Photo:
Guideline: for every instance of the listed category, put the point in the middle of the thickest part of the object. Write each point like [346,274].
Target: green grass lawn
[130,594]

--

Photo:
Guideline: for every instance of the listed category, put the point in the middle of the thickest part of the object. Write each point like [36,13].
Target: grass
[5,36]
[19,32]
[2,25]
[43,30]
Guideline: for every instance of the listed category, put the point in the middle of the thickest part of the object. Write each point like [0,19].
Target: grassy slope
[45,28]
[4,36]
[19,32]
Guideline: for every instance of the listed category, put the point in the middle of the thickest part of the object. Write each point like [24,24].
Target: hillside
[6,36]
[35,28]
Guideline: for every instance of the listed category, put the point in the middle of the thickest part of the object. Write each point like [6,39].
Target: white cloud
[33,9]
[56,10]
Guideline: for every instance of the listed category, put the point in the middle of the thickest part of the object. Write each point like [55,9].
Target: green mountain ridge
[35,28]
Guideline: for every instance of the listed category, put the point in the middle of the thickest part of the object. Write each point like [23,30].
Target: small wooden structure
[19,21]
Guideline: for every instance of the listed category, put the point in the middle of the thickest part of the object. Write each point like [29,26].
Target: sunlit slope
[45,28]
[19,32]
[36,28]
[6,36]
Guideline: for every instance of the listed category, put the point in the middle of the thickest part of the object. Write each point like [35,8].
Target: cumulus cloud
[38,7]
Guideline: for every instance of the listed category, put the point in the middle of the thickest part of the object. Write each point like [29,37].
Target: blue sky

Work task
Within the listing above, give again exactly every line from the line with "Target: cumulus cloud" through the line with "Target: blue sky", both included, and no other line.

Answer section
Target: cumulus cloud
[38,7]
Guideline: for every instance of the listed category, put the point in the middle of the thickest part of the object. Write each point like [29,37].
Target: blue sky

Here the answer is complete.